Source document:
______________________________

- Kathleen Soliah, now known as Sara Jane Olson, served eight years in prison for attempting to blow up an LAPD patrol car
- Soliah and members of the Symbionese Liberation Army are best known for kidnapping newspaper heiress Patty Hearst
- Soliah is now petitioning the White House to reduce disparities in prison sentences for crack and powder cocaine.
After serving eight years of a 14-year prison sentence for attempting to blow up Los Angeles police officers with pipe bombs in the 1970s, a former member of the Symbionese Liberation Army - the group of domestic, left-wing 'terrorists' best known for kidnapping newspaper heiress Patty Hearst - is talking to reporters, and has revealed that, at age66, she is now a grandmother.
Until now, Sara Jane Olson - better known as bank-robbing pipe-bomber Kathleen Soliah - has done her best to stay out of the public eye. Following her release from a California prison in 2009, Olson has been living with her husband in St. Paul, Minnesota, where she lived as a fugitive with her family for nearly 25 years until her arrest in 1999.
Olson isn't saying much about her past, or her new role as a grandmother - she's more interested in spreading the word about her new cause: reducing disparities in prison sentences for crack and powder cocaine.
'I don't really like to talk about my personal experience in terms of my family and all that,' Olson said in an interview on Friday. 'But when I was [in prison], at some point I did adjust to it and I said, 'I have to learn something from this.'
Soliah joined the SLA in the mid-1970s after graduating from the University of California Santa Barbara. In 1974, she was a member of the group when it kidnapped Hearst to use as a bargaining chip with authorities in an attempt to get jailed SLA members released from custody.

______________________________

Work required:
Carry on the article about Sara Jane Olson from its last sentence. The rows that come next have nothing to do with the article about Sara Jane Olson.

______________________________

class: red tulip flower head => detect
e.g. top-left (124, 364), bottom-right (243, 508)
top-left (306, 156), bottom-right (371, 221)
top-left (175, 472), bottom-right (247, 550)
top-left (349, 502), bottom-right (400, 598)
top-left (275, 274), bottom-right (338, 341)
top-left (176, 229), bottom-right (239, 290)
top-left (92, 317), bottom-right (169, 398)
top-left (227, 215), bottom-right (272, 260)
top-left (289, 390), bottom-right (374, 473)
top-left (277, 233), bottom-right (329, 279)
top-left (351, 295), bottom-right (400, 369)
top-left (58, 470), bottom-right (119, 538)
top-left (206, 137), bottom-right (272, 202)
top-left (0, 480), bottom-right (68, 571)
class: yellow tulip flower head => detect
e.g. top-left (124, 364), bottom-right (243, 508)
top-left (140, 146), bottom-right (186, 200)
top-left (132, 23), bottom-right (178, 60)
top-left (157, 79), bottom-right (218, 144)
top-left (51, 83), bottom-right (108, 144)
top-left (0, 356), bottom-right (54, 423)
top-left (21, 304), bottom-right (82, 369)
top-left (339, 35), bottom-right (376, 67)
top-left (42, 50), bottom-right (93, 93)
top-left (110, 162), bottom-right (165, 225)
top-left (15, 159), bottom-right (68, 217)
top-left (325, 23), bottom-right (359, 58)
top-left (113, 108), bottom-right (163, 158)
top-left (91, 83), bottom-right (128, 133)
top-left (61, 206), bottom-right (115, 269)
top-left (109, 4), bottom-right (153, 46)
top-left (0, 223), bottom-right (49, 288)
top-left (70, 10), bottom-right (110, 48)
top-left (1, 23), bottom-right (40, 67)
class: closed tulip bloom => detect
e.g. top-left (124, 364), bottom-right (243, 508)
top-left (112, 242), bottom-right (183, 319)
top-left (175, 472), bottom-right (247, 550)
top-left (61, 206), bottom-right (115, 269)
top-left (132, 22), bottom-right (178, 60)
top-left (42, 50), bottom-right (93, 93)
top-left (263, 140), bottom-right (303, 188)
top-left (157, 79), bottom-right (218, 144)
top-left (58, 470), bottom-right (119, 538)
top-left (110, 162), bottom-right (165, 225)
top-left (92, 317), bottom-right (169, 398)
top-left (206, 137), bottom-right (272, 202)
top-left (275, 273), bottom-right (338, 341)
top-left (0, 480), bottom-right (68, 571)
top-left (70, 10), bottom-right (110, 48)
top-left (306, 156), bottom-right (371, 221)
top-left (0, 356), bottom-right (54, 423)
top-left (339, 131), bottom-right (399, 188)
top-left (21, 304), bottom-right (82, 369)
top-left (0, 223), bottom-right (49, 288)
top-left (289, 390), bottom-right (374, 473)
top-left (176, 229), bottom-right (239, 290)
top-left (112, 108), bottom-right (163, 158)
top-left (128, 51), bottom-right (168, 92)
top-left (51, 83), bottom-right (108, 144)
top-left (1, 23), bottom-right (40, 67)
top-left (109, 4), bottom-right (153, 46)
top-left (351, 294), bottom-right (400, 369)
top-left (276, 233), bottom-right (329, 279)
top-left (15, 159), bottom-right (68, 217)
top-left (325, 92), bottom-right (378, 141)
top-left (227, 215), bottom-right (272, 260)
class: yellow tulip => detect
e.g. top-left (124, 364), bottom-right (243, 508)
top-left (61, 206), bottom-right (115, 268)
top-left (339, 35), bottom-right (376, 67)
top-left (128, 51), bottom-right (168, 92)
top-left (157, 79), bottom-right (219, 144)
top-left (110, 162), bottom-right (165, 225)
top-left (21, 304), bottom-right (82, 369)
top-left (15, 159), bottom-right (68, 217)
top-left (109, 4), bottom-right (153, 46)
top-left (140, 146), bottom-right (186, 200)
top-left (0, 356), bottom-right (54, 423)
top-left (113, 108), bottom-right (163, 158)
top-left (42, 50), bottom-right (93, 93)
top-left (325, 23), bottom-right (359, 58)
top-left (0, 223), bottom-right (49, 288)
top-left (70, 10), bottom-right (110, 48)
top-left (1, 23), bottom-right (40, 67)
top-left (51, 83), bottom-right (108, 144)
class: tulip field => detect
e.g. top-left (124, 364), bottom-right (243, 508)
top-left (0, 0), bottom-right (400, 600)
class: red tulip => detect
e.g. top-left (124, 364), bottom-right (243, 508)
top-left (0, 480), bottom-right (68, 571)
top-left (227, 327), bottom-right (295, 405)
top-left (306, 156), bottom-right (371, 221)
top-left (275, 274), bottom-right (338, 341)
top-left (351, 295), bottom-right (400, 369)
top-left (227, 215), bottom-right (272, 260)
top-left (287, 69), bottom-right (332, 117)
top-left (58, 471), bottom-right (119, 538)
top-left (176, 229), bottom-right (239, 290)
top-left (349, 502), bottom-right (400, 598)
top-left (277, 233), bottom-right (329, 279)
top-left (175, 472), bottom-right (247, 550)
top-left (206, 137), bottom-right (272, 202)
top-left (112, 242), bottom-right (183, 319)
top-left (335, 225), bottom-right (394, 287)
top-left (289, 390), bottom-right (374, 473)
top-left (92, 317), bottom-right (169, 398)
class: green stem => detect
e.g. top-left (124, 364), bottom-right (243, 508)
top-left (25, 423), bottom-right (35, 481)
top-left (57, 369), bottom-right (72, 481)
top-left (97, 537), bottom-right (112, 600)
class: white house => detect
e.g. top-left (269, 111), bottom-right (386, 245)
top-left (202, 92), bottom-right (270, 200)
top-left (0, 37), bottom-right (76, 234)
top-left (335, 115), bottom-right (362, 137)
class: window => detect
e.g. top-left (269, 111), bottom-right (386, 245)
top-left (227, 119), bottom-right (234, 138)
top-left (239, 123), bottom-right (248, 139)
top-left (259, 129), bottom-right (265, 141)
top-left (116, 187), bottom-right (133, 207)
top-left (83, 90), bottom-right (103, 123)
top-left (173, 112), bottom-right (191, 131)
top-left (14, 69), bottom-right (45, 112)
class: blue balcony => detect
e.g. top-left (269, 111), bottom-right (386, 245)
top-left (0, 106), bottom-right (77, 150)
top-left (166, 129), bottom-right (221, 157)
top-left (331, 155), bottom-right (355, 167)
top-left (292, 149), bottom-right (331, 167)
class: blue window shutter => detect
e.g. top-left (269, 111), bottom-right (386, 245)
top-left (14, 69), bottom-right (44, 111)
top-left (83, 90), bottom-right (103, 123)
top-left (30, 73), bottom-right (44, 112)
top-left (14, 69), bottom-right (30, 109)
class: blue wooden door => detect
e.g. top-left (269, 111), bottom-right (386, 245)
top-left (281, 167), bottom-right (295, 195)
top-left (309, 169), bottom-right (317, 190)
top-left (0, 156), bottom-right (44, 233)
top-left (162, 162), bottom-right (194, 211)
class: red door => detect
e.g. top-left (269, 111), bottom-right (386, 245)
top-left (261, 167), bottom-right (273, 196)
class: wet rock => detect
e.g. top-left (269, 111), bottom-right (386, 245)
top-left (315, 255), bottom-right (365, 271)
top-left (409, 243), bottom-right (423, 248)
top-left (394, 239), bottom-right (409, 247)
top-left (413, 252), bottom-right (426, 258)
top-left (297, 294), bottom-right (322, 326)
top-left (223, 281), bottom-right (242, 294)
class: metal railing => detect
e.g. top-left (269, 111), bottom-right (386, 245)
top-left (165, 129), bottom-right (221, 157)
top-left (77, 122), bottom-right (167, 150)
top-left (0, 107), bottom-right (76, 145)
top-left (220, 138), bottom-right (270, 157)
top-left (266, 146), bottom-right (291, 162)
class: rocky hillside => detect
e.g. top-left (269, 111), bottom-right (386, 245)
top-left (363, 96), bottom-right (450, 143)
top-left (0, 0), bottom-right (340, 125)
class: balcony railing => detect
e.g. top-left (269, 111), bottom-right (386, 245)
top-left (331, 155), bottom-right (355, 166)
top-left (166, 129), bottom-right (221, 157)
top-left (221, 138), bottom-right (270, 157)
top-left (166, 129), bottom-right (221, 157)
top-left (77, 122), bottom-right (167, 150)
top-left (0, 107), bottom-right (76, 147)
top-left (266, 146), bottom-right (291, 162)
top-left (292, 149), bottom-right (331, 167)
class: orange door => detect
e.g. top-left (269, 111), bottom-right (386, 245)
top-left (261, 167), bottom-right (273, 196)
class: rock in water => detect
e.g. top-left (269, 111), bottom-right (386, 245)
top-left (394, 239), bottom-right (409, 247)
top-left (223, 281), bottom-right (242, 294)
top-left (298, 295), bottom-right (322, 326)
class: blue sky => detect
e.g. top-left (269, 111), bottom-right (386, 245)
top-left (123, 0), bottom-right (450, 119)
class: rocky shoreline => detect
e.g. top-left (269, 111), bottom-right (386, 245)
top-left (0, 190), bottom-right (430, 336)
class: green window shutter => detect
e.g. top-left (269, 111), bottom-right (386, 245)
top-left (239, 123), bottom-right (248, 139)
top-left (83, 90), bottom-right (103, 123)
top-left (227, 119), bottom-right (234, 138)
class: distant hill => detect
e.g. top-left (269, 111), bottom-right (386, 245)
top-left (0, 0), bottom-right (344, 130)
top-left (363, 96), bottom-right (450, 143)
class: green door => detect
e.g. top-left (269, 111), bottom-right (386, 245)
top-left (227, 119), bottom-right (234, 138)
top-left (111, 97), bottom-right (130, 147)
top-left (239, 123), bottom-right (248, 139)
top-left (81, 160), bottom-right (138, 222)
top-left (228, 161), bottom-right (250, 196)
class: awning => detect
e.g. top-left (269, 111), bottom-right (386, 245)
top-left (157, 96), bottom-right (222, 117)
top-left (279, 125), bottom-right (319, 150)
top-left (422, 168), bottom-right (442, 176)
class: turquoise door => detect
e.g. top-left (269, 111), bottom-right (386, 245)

______________________________

Exercise output:
In April 1975, Soliah was one of several SLA members who robbed Crocker National Bank in Carmichael, California. During the robbery, Myrna Opsahl - a 42-year-old mother of four who was dropping off money for her church - was murdered. Additionally, Hearst later told police that Soliah had kicked a pregnant woman in the stomach during the robbery, causing her to have a miscarriage.
Four months after the bank robbery, in August of 1975, Soliah placed a pipe-bomb under an LAPD cruiser as it sat parked in front of an International House of Pancakes restaurant. Another pipe-bomb was found under an LAPD cruiser parked in front of a police precinct. Neither bomb detonated, and both were linked back to Soliah, who police believe planted the bombs in an effort to avenge the death of SLA members who'd been killed about a year earlier during a shootout with police.
As an LAPD officer noted during Soliah's 2002 sentencing hearing, a little girl was playing near the patrol car when the bomb was left underneath it, and she could have been killed if Soliah and her co-conspirators had 'successfully carried out their terrorist acts.'
After being indicted for the failed bombings, Soliah relocated to Minnesota and changed her name to Sara Jane Olson. She married a doctor and had three children - and was active in the 'progressive' community.
In 1999, after appearing on America's Most Wanted multiple times, Soliah was arrested and charged with conspiracy to commit murder, possession of explosives, explosion, and attempt to ignite an explosive with intent to murder. She pleaded guilty in 2001 to two counts of possessing explosives with intent to murder. The other charges were dropped.
Now, Olson has returned to activism and - along with friend and next-door neighbor, Mary McLeod - filed a White House petition Thursday asking the president to exercise executive clemency for prisoners serving time under now-discarded sentencing guidelines for crack cocaine. In 2010, Congress cut those sentences to align more closely with those for powder cocaine, but that only applied to new sentences going forward. The women's petition says that left more than 5,000 prisoners still serving time longer than the new rules would require.
'There's just no good argument for that continuing to be the case, so we said let's see what we can do,' said McLeod, a retired attorney who moved into the house next door while Olson was in prison. The petition was McLeod's idea, and one of Olson's adult daughters is helping.
The interview occurred in McLeod's living room; Olson, now 66, looks fit, with long white hair and a deeply lined face. She is quick with statistics and opinions about the cause.
'The war on drugs is a politically convenient peg on which to hang a lot of things, and that has been done by a lot of politicians,' Olson said. She and McLeod, as many critics have done, said the differences in crack and powder cocaine sentences stem from stereotypes of crack as a drug for poor black people while powder cocaine is for rich white people.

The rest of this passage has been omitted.